[START OF GIVEN DATA]
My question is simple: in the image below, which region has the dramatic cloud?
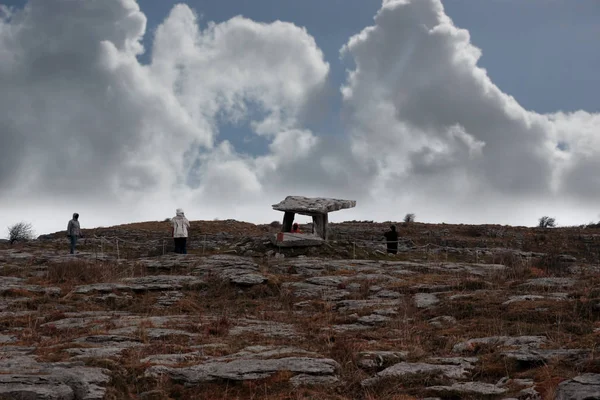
[342,0,600,223]
[0,0,600,231]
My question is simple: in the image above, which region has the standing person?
[67,213,83,254]
[383,225,398,254]
[171,208,190,254]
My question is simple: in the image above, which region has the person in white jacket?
[171,208,190,254]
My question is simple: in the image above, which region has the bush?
[538,216,556,228]
[8,222,35,244]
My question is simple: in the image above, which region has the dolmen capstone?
[271,196,356,247]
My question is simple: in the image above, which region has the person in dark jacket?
[67,213,83,254]
[383,225,398,254]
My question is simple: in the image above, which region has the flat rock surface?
[555,374,600,400]
[0,220,600,400]
[273,196,356,215]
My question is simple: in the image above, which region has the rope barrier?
[86,232,450,262]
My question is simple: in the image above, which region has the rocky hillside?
[0,221,600,400]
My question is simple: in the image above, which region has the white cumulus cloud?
[0,0,600,233]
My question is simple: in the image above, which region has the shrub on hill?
[8,222,35,244]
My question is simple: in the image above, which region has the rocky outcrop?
[146,347,340,386]
[555,374,600,400]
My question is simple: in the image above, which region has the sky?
[0,0,600,236]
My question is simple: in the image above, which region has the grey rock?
[273,196,356,215]
[502,294,547,306]
[335,299,402,313]
[271,232,325,247]
[428,315,457,328]
[140,351,206,365]
[555,374,600,400]
[0,335,17,344]
[414,293,440,308]
[521,277,577,288]
[75,275,204,294]
[65,342,143,360]
[501,348,590,363]
[281,282,350,301]
[290,374,340,387]
[452,336,546,353]
[361,362,468,386]
[306,276,348,287]
[230,274,267,286]
[358,314,392,325]
[75,335,139,343]
[427,357,479,369]
[411,283,453,293]
[427,382,508,396]
[323,324,371,333]
[0,276,61,296]
[229,318,298,338]
[0,362,110,400]
[357,351,408,369]
[146,357,339,385]
[42,315,111,330]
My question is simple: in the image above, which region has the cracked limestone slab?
[426,382,508,396]
[361,362,468,387]
[555,373,600,400]
[145,357,340,385]
[229,318,299,338]
[452,336,546,353]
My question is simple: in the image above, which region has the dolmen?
[271,196,356,247]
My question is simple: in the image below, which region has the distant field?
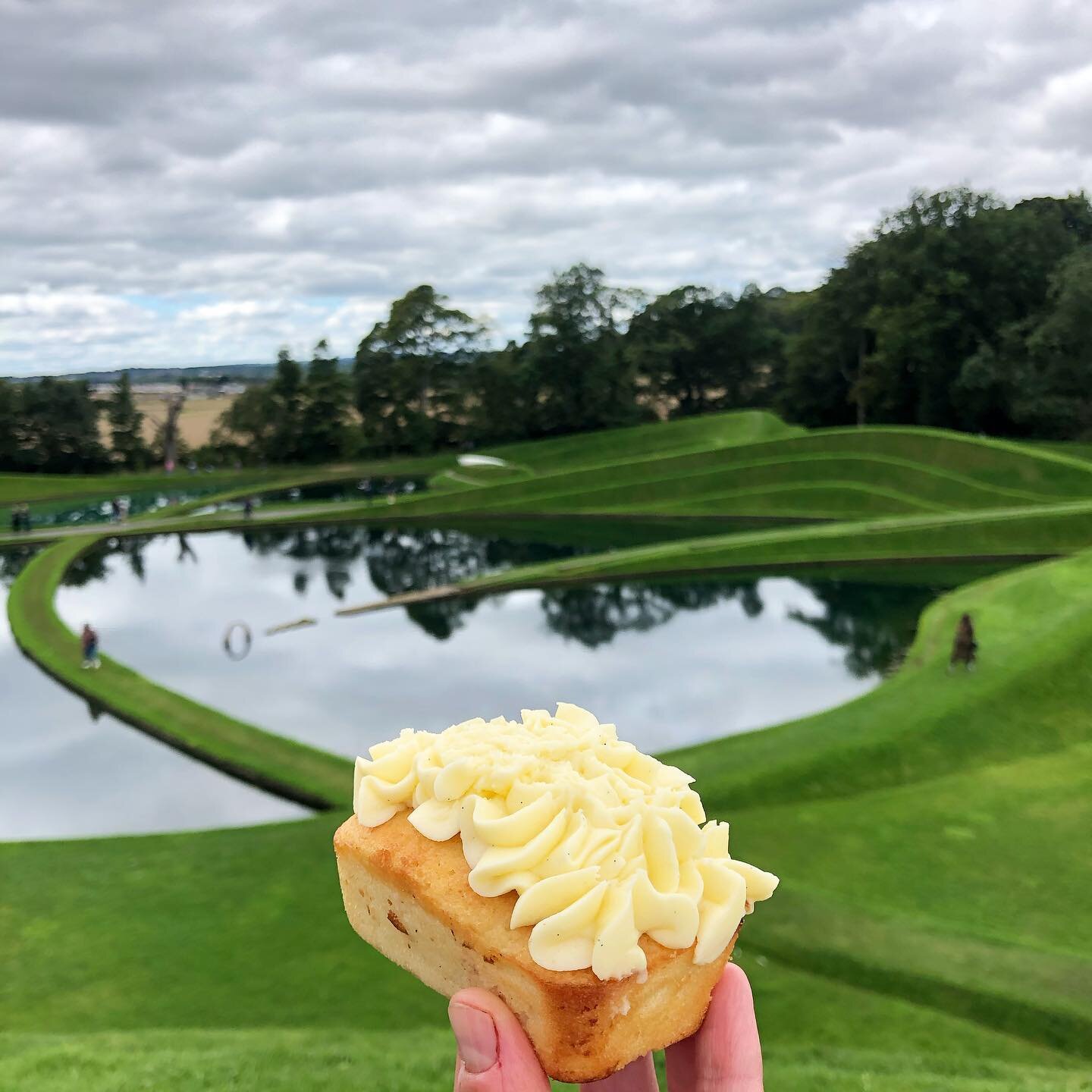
[99,389,236,447]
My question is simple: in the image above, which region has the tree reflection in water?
[66,526,937,678]
[789,580,939,678]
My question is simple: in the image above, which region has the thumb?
[447,990,549,1092]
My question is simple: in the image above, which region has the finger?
[667,963,762,1092]
[580,1054,660,1092]
[447,990,549,1092]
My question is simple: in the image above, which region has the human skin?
[447,963,762,1092]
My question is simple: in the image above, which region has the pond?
[58,526,936,755]
[0,551,308,841]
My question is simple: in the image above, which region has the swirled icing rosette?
[353,703,777,980]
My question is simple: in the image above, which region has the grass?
[6,415,1092,1092]
[8,535,352,808]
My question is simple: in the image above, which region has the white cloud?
[0,0,1092,373]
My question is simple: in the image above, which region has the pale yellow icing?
[353,703,777,980]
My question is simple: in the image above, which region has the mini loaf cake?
[334,704,777,1082]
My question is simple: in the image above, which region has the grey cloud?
[0,0,1092,372]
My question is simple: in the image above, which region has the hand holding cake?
[334,704,777,1081]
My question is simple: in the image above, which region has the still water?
[0,551,307,841]
[58,526,934,755]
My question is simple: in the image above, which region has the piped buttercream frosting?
[353,703,777,980]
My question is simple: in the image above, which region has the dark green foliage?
[265,348,303,463]
[211,383,278,461]
[978,246,1092,439]
[353,284,484,454]
[626,285,785,417]
[0,379,20,469]
[523,264,641,436]
[106,372,152,471]
[780,189,1092,435]
[300,338,348,463]
[0,377,109,474]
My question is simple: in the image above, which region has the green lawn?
[6,415,1092,1092]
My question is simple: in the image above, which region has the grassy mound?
[399,414,1092,519]
[8,415,1092,1092]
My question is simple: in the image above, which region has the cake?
[334,704,777,1083]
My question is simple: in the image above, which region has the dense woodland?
[0,189,1092,471]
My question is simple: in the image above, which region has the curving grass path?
[6,416,1092,1092]
[8,535,352,808]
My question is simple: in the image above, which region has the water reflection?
[58,526,934,755]
[0,548,307,839]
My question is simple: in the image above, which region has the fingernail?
[447,1005,497,1074]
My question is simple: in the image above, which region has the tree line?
[0,182,1092,471]
[216,189,1092,461]
[0,372,154,474]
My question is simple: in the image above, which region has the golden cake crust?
[334,811,738,1083]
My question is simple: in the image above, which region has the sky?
[0,0,1092,375]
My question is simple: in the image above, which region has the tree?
[783,189,1092,432]
[0,379,20,471]
[106,372,152,471]
[209,383,278,460]
[625,284,785,417]
[526,264,643,436]
[353,284,485,453]
[270,347,303,462]
[300,337,348,463]
[625,285,732,417]
[17,377,109,474]
[1009,246,1092,439]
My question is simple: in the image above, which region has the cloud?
[0,0,1092,373]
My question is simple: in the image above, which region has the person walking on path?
[948,613,978,672]
[80,621,102,672]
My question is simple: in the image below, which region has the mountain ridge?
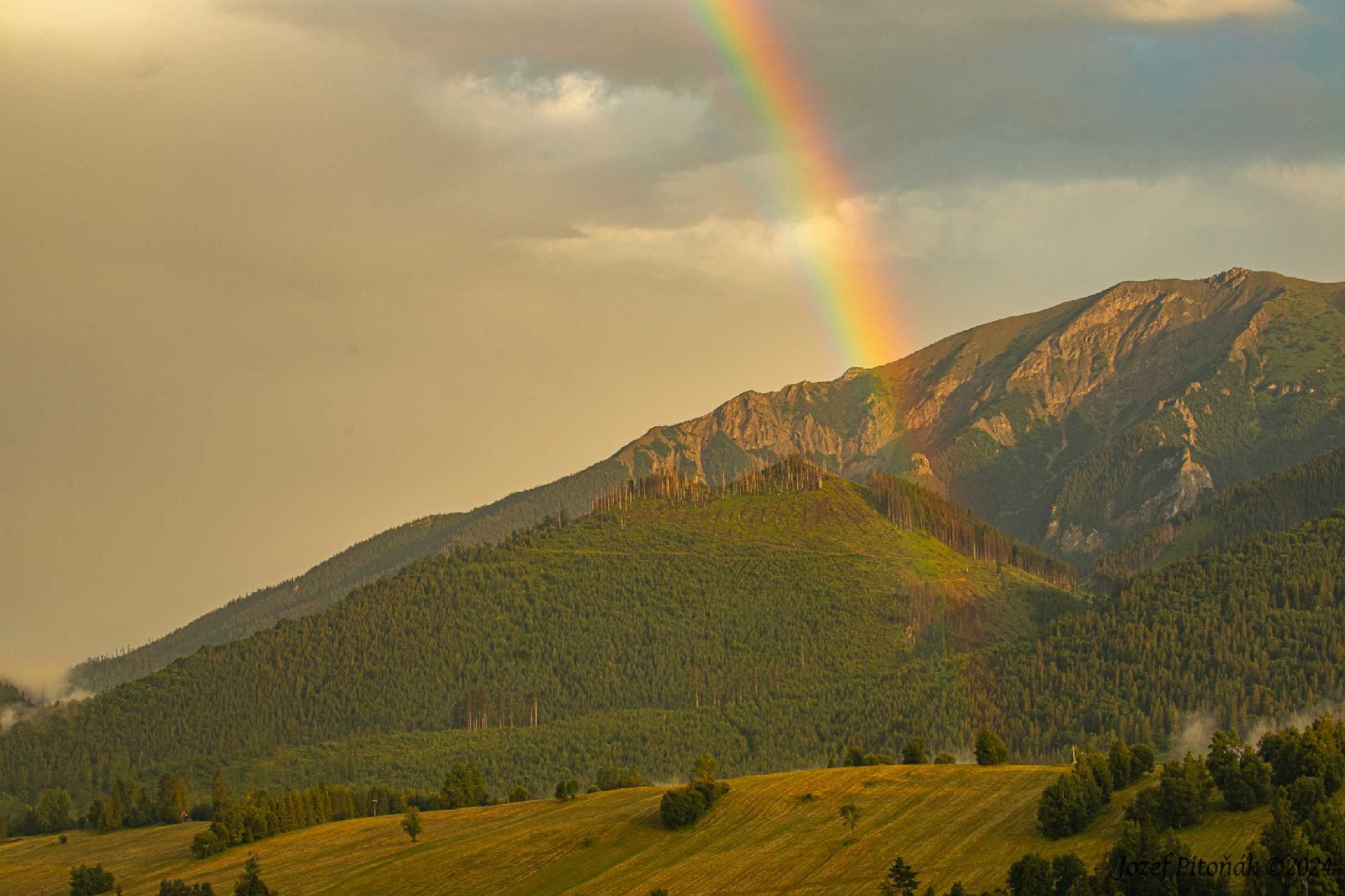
[72,267,1345,689]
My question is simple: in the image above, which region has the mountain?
[0,459,1345,802]
[616,269,1345,556]
[0,461,1083,798]
[0,764,1270,896]
[73,269,1345,689]
[1093,449,1345,582]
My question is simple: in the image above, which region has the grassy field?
[0,766,1268,896]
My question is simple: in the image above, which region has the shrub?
[70,862,113,896]
[1158,752,1215,827]
[976,728,1009,766]
[191,830,227,858]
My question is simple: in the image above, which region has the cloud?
[1107,0,1302,23]
[429,71,706,165]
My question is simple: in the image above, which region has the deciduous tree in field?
[234,854,280,896]
[70,862,113,896]
[402,806,425,843]
[976,728,1009,766]
[442,762,487,808]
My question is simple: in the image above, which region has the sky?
[0,0,1345,681]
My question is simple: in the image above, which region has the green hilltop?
[72,269,1345,690]
[0,470,1082,801]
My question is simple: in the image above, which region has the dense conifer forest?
[0,466,1345,822]
[70,461,625,690]
[1093,449,1345,586]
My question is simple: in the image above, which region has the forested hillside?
[70,461,625,690]
[0,764,1270,896]
[0,462,1077,811]
[1093,449,1345,580]
[0,462,1345,799]
[74,269,1345,689]
[0,678,28,709]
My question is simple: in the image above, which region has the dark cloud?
[0,0,1345,665]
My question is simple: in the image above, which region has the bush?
[1205,731,1271,810]
[840,747,897,766]
[159,880,215,896]
[1158,752,1215,827]
[593,766,645,790]
[659,787,706,830]
[976,728,1009,766]
[1130,744,1158,781]
[1285,775,1326,825]
[1037,754,1111,839]
[70,862,113,896]
[1007,853,1056,896]
[191,830,228,858]
[659,754,729,830]
[441,762,487,808]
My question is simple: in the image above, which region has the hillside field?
[0,764,1268,896]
[END OF GIVEN DATA]
## TASK OBJECTIVE
Repeat the records from their first line up to and including the line with "[0,221,600,400]", without the pictures.

## PROBLEM SOLUTION
My question is simple: in the image below, which region has the dramatic cloud?
[342,0,600,223]
[0,0,600,231]
My question is simple: in the image above, which region has the standing person?
[67,213,83,254]
[383,225,398,254]
[171,208,190,254]
My question is simple: in the image above, which region has the person in white jacket?
[171,208,190,254]
My question is simple: in the image above, which region has the bush?
[538,216,556,228]
[8,222,35,244]
My question is simple: in the image above, which region has the dolmen capstone?
[271,196,356,247]
My question is simple: in the image above, which region has the person in dark jacket?
[67,213,83,254]
[383,225,398,254]
My question is simple: in the image above, which region has the flat rock surface?
[555,374,600,400]
[0,220,600,400]
[273,196,356,215]
My question is simple: in the image above, which region has the rope barrier?
[86,232,450,262]
My question is simple: in the image above, which region has the rocky hillside?
[0,221,600,400]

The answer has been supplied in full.